▶ What you should do
After locating the line that contains "Target — light fixture arm", quote it and all lines after it through the end of the entries, and nothing more. Pictures stay out.

------------------------------------------------

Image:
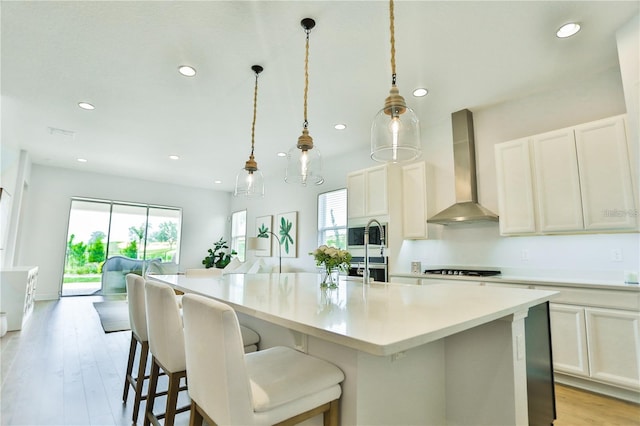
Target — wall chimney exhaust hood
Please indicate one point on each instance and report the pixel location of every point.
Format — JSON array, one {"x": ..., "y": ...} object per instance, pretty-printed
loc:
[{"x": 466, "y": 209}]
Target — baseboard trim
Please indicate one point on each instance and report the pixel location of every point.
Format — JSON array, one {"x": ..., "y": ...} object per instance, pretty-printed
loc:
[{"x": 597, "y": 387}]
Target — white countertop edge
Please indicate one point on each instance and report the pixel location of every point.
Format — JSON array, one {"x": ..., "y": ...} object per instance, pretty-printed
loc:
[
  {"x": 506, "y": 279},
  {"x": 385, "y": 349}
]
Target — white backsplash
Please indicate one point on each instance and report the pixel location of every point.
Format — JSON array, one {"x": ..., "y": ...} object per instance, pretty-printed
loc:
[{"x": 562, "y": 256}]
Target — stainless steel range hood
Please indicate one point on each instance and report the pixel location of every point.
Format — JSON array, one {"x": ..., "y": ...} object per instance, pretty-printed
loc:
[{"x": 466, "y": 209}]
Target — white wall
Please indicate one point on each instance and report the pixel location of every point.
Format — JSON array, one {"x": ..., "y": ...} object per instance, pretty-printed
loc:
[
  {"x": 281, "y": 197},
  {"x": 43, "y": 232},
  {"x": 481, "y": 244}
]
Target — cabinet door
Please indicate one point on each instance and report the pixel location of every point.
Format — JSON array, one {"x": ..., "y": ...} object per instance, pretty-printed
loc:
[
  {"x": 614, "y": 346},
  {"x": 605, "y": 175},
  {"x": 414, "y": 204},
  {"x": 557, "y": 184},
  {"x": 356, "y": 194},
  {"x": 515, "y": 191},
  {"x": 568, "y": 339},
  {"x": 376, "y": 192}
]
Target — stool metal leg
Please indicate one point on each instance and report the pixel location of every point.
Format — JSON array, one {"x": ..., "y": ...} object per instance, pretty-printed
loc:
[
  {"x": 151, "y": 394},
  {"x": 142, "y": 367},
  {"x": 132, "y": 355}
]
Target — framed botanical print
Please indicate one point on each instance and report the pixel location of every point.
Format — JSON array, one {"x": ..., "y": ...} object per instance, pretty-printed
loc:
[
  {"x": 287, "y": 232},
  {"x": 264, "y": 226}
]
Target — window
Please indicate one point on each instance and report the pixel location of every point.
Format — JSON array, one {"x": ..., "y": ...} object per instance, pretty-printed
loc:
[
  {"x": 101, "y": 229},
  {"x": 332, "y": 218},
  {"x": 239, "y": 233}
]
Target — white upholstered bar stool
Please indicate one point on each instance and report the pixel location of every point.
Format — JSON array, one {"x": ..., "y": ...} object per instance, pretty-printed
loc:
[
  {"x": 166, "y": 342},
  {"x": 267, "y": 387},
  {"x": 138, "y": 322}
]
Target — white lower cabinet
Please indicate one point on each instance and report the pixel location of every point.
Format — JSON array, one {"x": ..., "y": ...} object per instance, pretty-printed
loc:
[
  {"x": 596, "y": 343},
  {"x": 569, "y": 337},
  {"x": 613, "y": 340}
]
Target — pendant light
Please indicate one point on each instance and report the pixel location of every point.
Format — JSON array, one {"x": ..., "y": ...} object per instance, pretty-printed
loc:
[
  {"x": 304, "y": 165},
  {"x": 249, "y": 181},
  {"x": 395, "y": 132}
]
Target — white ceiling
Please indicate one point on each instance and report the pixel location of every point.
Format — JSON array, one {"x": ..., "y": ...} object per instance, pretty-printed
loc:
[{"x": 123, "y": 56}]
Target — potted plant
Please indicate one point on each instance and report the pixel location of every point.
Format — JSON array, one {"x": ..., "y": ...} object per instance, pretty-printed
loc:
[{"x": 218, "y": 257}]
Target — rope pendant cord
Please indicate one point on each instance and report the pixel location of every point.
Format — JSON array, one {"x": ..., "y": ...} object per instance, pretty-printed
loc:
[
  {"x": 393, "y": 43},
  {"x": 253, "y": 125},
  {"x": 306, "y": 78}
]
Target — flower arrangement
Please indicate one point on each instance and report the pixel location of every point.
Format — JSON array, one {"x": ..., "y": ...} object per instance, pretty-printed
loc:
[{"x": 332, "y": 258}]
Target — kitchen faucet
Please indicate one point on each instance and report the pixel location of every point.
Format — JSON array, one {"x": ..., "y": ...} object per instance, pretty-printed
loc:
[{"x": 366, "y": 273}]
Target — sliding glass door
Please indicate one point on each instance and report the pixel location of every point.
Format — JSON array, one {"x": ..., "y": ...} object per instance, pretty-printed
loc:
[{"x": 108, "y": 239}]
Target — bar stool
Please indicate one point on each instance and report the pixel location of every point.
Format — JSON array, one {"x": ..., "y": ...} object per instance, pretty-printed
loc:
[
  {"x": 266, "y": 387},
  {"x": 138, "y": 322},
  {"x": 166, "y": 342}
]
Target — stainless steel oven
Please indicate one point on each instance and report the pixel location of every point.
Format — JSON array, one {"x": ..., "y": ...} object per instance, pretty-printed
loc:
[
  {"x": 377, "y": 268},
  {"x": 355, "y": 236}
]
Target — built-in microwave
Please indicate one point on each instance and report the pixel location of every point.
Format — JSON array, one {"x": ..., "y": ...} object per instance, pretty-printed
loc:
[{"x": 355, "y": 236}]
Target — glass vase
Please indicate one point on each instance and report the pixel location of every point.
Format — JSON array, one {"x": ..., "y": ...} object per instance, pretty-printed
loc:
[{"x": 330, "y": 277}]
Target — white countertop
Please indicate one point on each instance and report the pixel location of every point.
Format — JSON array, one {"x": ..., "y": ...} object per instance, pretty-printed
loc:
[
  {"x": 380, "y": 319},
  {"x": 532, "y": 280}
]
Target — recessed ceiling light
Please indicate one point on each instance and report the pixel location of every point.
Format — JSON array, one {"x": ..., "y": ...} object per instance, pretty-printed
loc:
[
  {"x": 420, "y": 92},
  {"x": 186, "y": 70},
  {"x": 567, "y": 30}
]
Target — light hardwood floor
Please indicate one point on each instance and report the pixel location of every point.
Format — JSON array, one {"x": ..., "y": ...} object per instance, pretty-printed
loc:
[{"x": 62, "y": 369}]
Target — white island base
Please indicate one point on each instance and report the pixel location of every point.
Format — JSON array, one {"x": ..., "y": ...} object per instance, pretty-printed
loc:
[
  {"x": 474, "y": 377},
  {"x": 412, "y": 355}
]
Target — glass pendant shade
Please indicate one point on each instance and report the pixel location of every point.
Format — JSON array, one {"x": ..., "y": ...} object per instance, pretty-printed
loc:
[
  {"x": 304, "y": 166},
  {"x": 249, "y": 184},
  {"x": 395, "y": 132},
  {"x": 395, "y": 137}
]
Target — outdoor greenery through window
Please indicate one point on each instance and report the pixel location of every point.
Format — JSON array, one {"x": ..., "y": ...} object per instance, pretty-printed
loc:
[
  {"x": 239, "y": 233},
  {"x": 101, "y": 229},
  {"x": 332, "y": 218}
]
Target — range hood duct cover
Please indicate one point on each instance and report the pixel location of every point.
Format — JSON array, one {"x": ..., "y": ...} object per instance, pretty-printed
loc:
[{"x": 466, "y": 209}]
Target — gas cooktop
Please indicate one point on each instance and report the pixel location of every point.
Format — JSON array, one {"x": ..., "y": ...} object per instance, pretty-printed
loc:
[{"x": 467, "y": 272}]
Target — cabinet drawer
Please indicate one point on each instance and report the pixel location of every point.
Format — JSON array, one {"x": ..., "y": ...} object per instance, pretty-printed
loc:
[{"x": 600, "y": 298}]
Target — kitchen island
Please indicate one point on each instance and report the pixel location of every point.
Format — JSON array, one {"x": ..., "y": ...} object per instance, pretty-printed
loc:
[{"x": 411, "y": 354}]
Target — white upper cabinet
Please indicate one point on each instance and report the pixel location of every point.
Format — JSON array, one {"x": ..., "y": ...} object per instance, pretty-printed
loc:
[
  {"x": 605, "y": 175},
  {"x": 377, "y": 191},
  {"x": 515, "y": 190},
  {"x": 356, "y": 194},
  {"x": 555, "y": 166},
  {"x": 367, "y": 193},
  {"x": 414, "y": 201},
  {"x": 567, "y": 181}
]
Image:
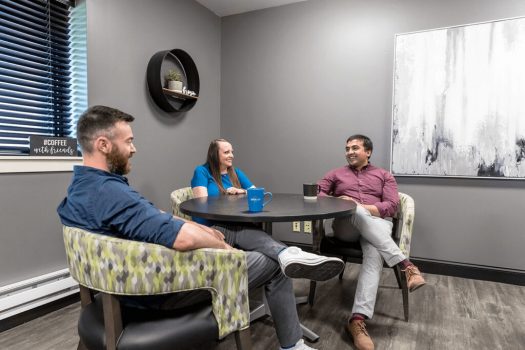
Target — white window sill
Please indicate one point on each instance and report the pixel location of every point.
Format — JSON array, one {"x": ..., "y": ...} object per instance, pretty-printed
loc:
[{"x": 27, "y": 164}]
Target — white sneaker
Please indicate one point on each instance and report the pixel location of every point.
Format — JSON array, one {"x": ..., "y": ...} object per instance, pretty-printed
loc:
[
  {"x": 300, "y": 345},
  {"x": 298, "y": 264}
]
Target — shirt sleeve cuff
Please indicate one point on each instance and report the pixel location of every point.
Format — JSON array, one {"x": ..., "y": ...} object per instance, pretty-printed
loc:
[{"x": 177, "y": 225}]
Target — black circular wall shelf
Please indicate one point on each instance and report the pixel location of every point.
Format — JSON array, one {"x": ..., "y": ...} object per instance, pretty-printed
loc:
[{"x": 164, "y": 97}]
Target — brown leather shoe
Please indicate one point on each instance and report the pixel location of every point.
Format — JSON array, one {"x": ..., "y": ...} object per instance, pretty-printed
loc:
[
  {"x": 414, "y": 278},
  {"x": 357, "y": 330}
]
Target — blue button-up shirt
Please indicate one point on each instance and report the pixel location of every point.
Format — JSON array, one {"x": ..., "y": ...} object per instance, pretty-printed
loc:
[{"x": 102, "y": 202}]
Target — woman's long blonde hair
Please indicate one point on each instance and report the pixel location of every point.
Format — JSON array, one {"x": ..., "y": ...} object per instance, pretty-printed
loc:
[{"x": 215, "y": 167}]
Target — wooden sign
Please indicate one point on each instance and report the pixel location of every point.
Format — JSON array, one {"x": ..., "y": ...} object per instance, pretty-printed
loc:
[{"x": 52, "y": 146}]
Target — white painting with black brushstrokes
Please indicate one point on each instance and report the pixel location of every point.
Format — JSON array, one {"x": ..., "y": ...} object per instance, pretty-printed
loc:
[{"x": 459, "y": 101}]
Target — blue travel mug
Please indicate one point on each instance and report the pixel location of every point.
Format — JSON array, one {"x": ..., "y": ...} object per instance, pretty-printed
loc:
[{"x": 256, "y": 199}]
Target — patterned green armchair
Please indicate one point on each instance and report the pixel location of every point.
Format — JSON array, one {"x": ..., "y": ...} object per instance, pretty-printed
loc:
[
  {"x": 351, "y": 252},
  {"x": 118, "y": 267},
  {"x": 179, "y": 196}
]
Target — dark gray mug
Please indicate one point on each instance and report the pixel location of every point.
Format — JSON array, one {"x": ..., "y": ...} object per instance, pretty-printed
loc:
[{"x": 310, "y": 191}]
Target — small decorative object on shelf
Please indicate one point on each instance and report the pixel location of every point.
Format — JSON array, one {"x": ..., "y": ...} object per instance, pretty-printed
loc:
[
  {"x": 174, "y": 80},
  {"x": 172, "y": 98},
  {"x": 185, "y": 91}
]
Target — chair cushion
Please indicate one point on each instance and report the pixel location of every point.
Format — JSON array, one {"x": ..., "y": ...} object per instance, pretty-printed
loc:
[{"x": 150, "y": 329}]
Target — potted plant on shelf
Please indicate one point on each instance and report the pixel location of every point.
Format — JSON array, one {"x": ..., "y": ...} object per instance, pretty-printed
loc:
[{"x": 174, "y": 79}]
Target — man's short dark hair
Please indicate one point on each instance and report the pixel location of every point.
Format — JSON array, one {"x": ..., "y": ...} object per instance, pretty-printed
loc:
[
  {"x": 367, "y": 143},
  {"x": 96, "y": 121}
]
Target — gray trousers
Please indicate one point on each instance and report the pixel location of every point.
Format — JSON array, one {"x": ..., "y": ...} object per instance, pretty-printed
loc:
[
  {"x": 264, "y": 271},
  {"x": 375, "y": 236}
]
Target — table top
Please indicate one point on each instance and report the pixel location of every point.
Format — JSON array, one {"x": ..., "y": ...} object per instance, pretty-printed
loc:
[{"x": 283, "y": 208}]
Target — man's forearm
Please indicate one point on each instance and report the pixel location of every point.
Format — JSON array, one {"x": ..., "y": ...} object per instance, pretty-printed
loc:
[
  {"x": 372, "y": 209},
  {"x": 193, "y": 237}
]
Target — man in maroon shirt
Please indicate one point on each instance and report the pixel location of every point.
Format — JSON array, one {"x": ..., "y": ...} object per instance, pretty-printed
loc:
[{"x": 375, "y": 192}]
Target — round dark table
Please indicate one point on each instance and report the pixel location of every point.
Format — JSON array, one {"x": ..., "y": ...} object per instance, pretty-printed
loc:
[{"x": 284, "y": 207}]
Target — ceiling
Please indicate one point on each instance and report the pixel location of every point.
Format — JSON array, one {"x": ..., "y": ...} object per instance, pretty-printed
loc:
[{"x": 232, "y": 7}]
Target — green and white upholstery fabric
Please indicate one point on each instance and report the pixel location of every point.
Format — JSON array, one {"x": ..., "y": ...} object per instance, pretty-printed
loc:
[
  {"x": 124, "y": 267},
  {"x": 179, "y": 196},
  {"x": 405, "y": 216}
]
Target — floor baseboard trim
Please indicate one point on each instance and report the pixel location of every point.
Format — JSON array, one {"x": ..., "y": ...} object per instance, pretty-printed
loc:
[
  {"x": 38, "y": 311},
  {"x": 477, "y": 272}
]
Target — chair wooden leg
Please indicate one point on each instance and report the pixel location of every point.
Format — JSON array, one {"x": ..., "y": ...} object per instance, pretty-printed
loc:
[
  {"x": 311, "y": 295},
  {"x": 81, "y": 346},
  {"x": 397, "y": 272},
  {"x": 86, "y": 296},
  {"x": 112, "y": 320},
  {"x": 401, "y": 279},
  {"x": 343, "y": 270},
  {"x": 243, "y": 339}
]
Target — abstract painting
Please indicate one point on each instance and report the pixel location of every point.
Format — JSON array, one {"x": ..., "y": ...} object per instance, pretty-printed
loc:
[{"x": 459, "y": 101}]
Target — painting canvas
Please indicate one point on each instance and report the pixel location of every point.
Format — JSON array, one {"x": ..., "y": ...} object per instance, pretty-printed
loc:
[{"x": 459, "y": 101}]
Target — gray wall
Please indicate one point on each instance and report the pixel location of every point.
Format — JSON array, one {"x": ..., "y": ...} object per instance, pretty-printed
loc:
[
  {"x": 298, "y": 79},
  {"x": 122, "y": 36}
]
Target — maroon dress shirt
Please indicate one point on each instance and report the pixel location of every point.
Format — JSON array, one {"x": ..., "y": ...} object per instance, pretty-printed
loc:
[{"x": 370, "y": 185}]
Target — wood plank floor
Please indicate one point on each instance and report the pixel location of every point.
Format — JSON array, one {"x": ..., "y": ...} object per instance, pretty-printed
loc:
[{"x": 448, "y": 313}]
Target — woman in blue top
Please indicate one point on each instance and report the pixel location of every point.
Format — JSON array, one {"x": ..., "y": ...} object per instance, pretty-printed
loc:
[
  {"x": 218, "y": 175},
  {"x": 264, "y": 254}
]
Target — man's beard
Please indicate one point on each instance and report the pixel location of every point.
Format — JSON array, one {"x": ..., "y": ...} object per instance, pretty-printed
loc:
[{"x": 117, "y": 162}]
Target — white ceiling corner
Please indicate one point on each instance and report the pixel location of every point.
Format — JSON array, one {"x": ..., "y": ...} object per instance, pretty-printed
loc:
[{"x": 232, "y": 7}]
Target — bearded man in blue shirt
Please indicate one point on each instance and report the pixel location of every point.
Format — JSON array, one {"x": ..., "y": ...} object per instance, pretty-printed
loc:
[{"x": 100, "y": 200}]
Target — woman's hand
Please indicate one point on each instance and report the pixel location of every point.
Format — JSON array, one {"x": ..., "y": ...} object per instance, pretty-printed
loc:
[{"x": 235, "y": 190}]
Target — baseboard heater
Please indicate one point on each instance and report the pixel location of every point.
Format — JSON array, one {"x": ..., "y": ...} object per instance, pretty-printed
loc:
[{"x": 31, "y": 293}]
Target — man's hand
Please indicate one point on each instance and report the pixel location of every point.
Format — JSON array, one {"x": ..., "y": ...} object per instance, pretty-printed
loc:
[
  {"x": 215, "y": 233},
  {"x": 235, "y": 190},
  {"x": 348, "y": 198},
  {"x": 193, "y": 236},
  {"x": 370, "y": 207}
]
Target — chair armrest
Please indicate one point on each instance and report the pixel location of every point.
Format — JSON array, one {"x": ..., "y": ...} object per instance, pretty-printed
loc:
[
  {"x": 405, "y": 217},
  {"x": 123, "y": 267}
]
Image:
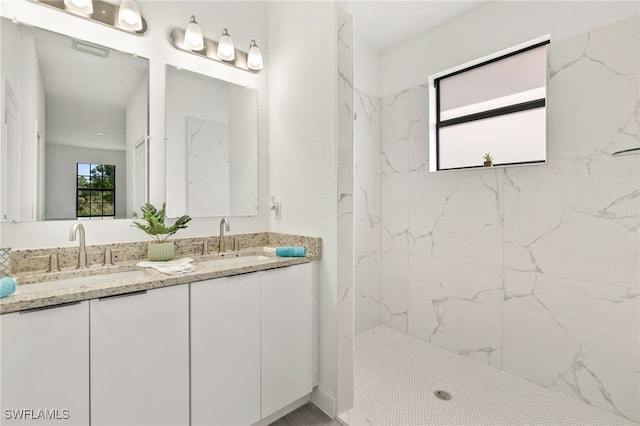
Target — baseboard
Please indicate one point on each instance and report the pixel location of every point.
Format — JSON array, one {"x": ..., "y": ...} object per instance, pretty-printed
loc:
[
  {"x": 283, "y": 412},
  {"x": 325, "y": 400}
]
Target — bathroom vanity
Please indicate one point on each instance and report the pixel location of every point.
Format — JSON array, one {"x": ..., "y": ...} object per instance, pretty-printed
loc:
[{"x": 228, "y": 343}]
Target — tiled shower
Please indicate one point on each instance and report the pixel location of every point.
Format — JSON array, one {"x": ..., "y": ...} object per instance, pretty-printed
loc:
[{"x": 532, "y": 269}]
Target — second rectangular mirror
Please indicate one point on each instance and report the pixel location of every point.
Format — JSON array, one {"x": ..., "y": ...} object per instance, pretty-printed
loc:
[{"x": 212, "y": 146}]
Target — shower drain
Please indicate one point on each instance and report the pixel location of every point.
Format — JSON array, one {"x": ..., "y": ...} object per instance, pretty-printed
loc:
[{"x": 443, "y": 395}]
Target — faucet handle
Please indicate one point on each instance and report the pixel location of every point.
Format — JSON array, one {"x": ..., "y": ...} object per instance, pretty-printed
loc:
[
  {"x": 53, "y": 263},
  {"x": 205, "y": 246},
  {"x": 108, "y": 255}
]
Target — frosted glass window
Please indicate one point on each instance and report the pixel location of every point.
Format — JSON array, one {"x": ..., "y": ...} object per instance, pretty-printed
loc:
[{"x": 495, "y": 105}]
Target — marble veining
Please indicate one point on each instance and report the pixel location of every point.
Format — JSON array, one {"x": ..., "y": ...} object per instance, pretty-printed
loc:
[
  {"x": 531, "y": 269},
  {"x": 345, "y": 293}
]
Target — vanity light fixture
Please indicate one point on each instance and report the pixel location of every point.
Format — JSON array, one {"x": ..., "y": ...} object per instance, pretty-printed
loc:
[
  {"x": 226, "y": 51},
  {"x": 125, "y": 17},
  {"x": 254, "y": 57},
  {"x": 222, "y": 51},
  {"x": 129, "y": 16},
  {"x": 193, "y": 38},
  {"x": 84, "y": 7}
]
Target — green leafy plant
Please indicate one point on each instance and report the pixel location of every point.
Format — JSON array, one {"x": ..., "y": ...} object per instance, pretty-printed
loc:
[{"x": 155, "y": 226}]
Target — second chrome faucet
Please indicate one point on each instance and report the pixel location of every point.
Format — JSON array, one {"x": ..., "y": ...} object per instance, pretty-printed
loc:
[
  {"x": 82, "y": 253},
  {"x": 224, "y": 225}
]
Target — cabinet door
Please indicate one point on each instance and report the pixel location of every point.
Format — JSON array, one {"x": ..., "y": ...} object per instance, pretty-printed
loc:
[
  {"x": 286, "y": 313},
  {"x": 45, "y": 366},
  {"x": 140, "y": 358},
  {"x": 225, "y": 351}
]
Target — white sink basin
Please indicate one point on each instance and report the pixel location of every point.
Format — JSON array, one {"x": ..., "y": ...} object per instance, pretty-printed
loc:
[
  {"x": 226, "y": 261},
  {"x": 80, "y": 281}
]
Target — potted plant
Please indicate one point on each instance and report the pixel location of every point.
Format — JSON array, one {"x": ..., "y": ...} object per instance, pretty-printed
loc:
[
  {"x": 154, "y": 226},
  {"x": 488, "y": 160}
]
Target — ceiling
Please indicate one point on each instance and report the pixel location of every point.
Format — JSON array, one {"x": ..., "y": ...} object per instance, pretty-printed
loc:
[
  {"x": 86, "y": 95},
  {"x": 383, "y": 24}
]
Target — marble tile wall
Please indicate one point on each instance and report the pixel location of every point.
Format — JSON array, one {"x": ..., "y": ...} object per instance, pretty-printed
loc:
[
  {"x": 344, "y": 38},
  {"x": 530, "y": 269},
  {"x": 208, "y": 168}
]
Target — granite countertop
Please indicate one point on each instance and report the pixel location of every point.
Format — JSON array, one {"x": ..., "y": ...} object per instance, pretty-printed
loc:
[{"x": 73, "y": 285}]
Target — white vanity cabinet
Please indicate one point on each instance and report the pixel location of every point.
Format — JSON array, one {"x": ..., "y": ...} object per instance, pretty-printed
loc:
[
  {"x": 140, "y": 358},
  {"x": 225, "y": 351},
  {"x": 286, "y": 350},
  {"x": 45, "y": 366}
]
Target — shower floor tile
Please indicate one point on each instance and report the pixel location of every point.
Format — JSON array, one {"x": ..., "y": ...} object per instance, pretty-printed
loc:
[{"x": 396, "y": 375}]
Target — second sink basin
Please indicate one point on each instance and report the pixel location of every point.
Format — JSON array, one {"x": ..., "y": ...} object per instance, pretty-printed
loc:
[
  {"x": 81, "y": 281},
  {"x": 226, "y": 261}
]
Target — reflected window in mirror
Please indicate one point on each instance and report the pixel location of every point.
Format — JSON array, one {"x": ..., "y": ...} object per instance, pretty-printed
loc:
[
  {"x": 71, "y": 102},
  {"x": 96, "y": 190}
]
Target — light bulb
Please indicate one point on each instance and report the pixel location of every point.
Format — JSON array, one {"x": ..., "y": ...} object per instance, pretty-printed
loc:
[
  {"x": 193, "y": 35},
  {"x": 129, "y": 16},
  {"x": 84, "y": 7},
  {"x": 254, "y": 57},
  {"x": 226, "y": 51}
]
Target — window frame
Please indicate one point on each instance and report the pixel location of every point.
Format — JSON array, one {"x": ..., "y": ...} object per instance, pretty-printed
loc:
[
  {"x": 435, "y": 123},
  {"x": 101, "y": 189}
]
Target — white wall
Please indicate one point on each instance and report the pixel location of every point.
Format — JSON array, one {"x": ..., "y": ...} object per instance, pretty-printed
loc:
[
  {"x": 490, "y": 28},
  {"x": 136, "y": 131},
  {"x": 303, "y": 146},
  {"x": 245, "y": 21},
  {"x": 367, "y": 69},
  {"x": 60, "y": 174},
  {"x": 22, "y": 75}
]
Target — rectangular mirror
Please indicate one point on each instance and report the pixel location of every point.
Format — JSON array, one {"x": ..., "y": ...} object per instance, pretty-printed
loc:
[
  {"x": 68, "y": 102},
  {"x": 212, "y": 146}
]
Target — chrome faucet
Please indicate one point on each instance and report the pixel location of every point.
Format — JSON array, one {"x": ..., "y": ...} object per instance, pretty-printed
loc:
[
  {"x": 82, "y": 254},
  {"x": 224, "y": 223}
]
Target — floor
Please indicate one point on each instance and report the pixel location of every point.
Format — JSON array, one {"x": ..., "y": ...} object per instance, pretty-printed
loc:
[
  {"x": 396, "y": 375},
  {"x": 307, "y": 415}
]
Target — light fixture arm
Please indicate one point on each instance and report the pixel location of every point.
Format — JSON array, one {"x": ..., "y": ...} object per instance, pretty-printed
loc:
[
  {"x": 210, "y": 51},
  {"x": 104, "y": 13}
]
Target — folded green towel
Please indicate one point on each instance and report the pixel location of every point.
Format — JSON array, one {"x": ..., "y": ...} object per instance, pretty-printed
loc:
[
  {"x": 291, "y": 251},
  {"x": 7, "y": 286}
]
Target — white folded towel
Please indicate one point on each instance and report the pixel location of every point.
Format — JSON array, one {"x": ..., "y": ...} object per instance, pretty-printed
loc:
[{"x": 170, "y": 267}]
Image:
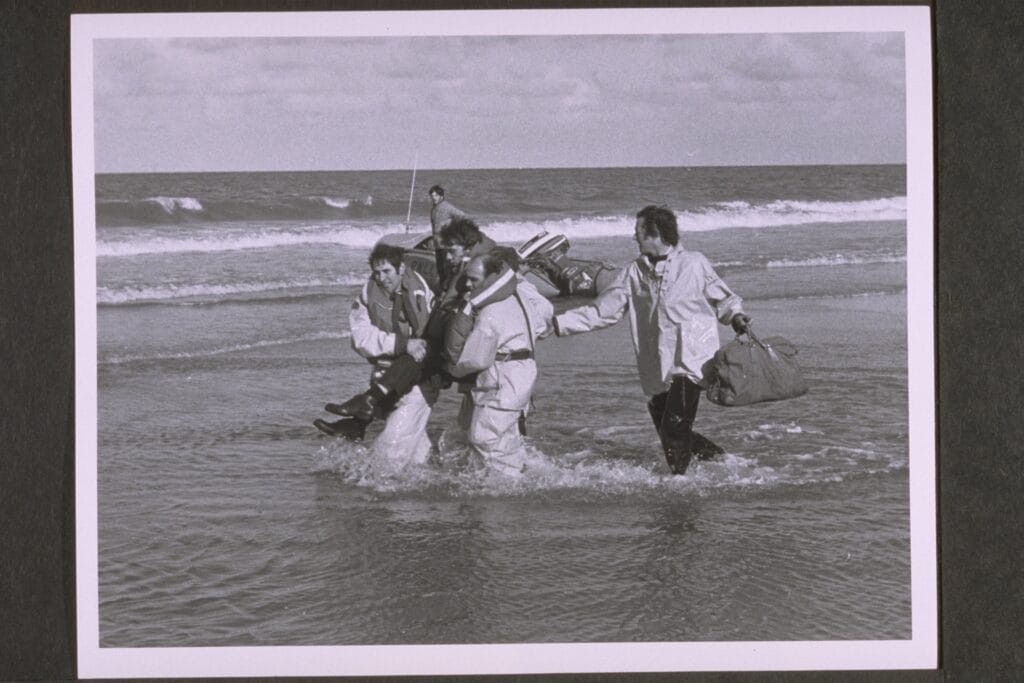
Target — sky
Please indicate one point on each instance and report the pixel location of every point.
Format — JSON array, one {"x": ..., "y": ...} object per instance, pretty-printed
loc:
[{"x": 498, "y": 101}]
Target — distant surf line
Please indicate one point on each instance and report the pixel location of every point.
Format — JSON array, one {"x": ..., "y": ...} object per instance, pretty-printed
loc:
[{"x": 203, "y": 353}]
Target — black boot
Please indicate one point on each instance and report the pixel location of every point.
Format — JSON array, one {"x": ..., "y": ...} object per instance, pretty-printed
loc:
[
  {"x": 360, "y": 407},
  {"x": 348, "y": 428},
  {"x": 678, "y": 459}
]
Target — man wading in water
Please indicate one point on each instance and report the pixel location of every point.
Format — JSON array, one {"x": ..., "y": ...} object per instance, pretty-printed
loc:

------------------------------------------------

▶ Output for this exercise
Target — light fixture arm
Please indicate one point on each instance and report the pixel location of every point.
Format — JSON array, one {"x": ..., "y": ...} object per instance, pretty-printed
loc:
[
  {"x": 210, "y": 51},
  {"x": 104, "y": 13}
]
Target — folded green towel
Please indicate one point on each instance and report the pixel location of every point.
Format — JSON array, one {"x": ..., "y": ...} object per instance, pretty-printed
loc:
[
  {"x": 291, "y": 251},
  {"x": 7, "y": 286}
]
Target — white folded towel
Please indicate one point on each instance and report the pixel location of every point.
Format — JSON array, one {"x": ..., "y": ...} object per instance, pretty-printed
loc:
[{"x": 170, "y": 267}]
Image:
Target — sky
Please indicate one point on each instance and report the pixel location of every point.
Format — JSON array, one {"x": ..., "y": ...} object per instance, pretty-printed
loc:
[{"x": 498, "y": 101}]
Target — distant surf line
Please indicate one point on each instance and report the pixel location of every point.
Format — JSON array, one {"x": ..., "y": ...} object per instance, pretty-printed
loc:
[{"x": 203, "y": 353}]
Target — black boot
Please indicate one point on each instance and report the pixel location of every point.
Format — JSON array, one {"x": ..., "y": ...} object per instance, pretty-printed
loc:
[
  {"x": 360, "y": 407},
  {"x": 348, "y": 428},
  {"x": 678, "y": 459}
]
Target — man wading in water
Please indicate one point on each instance and report the pixel location of every point.
Format — JSON array, one {"x": ..., "y": ...} object per instance, pretty-printed
loc:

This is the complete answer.